Virginia Woolf escreveu que “a felicidade é
ter um pequeno fio onde as coisas se prendem por si”. Por vezes, o riso tem na
vida a função desse pequeno fio que consegue o milagre de colar os fragmentos
distantes e desavindos da própria experiência. Parece mesmo que as coisas,
mesmo as mais difíceis, se prendem por si, convergem suavemente para uma
repentina espécie de encaixe, sem o esforço que sabemos necessário. O riso é um
instantâneo da graça, flagrante como uma iluminação. É uma resolução inesperada
que reorganiza o mundo.
Aquele meu amigo estava a principiar uma
análise. Como todos os que começam, não sabia bem o que estava a fazer ali,
deitado naquele divã. O psicanalista tentava movê-lo para algum sítio.

● **CONJUNTO DE REGISTOS**

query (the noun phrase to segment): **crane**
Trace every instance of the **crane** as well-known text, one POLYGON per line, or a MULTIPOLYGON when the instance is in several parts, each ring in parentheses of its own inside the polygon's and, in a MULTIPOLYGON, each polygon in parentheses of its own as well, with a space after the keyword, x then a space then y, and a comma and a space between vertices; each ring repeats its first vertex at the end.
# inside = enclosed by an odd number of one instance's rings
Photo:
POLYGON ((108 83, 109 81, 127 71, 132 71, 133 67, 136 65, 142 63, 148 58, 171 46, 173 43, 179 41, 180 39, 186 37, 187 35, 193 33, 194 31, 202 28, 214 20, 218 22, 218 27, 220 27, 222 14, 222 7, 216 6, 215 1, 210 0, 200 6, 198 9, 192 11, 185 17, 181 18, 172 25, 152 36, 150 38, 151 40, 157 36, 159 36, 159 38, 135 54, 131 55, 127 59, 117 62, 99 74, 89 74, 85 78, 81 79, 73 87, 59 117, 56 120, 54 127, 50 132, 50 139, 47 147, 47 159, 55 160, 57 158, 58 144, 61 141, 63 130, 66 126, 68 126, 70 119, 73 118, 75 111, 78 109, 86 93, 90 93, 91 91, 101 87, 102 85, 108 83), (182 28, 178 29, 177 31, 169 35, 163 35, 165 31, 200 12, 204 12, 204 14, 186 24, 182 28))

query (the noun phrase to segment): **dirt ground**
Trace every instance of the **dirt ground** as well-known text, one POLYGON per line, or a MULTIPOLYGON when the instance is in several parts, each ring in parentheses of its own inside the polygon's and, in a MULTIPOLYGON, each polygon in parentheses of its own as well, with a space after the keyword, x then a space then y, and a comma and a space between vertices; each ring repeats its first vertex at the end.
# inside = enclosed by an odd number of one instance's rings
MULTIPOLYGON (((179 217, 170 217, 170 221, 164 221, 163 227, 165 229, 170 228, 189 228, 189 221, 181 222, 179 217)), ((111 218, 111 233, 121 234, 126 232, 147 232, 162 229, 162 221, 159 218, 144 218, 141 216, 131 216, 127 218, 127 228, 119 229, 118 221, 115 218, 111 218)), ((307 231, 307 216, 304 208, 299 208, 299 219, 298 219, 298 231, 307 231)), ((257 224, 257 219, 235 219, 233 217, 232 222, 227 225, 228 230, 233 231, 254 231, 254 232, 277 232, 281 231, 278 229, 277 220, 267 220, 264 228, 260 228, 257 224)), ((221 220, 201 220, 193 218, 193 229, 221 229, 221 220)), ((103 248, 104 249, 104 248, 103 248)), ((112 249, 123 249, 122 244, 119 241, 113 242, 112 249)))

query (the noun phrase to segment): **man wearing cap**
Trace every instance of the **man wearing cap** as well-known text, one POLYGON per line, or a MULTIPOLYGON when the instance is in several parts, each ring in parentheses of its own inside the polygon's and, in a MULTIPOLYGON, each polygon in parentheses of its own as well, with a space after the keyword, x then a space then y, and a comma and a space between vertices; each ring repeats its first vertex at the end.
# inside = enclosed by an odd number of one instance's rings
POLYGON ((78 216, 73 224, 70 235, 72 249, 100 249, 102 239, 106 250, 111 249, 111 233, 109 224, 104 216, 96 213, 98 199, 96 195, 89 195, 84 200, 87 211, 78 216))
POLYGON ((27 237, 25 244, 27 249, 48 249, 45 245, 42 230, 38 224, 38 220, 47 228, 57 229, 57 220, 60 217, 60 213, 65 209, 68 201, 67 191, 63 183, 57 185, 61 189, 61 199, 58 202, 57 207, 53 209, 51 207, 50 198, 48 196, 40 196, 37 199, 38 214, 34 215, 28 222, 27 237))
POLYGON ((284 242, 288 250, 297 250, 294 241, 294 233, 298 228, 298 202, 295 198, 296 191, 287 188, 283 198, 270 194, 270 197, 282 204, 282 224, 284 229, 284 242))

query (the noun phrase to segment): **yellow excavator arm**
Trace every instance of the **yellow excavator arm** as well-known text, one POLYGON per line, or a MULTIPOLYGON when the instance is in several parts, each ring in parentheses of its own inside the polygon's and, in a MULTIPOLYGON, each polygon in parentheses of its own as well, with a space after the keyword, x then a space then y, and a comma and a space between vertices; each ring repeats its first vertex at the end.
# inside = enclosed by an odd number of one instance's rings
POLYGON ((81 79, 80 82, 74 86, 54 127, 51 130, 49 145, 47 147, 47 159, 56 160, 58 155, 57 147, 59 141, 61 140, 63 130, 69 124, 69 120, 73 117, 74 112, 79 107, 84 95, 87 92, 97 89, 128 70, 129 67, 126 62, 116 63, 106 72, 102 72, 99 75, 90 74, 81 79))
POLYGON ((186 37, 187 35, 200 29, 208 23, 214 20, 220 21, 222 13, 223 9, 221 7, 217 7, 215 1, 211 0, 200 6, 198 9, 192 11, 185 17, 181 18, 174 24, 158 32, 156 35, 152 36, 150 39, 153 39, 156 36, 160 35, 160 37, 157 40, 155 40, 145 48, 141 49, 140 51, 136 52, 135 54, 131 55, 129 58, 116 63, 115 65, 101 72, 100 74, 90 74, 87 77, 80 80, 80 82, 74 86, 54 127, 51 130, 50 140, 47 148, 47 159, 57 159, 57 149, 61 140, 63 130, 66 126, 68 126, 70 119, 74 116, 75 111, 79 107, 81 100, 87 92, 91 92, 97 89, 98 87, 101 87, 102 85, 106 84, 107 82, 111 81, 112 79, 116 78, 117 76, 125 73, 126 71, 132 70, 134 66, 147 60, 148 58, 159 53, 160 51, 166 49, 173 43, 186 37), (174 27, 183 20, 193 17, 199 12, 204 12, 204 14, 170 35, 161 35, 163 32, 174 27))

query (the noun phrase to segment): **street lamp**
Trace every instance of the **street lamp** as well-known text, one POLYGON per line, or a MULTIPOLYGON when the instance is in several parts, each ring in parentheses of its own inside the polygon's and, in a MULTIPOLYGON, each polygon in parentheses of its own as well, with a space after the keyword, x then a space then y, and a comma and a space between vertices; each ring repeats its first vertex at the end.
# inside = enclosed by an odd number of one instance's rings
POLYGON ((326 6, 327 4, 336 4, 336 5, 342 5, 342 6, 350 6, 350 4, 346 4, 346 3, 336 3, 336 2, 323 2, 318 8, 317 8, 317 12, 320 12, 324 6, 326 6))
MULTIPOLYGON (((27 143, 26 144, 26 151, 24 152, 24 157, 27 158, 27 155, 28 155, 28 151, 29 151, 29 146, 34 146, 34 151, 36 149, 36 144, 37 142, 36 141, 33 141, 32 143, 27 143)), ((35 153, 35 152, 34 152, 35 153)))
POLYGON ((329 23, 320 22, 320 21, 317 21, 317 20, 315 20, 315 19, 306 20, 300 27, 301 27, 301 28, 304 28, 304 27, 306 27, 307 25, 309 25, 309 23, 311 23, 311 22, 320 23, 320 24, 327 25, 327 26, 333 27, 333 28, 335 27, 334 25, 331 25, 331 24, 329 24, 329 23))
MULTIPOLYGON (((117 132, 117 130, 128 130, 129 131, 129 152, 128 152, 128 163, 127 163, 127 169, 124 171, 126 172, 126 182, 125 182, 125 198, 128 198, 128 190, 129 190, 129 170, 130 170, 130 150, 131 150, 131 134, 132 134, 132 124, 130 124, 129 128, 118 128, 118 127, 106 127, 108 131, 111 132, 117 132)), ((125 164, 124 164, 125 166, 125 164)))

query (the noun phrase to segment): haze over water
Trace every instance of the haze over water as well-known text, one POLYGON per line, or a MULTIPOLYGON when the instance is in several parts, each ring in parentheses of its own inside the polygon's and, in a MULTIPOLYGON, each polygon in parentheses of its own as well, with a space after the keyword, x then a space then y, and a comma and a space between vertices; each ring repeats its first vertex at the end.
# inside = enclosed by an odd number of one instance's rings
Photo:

● **TAREFAS DO EXERCÍCIO**
a - Transcreva literalmente o trecho do texto sobre o riso que vai de "Aquele meu amigo" a "para algum sítio.", incluindo ambos.
b - Traduza para o inglês a seguinte frase do texto sobre o riso: "O riso é um instantâneo da graça, flagrante como uma iluminação."
c - Prolongue o texto sobre o riso a partir da última frase apresentada.

● **RESPOSTAS AOS PROBLEMAS**
a -
Aquele meu amigo estava a principiar uma
análise. Como todos os que começam, não sabia bem o que estava a fazer ali,
deitado naquele divã. O psicanalista tentava movê-lo para algum sítio.

b - Laughter is a snapshot of grace, vivid as an illumination.

c -
Sugeriu-lhe que, se sentia dificuldade em falar, pegasse num elemento do seu
campo visual. Foi então que ele reparou na estrelícia que estava na jarra. E
concentrou nela o seu desgosto profundo. Detestava estrelícias, confessou.
Quando era miúdo, mal saía da sua cidade, avistava uma sucessão de estufas de
estrelícias. Não era uma memória feliz. Ele dizia que eram flores com uniforme.
O verde monocórdico, as folhas com o seu quê de bélico, quase cortantes, a haste
esticada sem nenhum encanto e aquela flor, que os que amam estrelícias dizem
assemelhar-se a uma ave feérica, mas que ele arrumava na categoria dos
despropósitos da natureza. E depois a longevidade. Com isso também ele
implicava. As estrelícias duravam demasiado, não pareciam sequer flores. Numa
das sessões seguintes, estava ele, de novo, deitado no divã e dá-se uma
coincidência. De facto, as estrelícias duram muito, mas não são eternas.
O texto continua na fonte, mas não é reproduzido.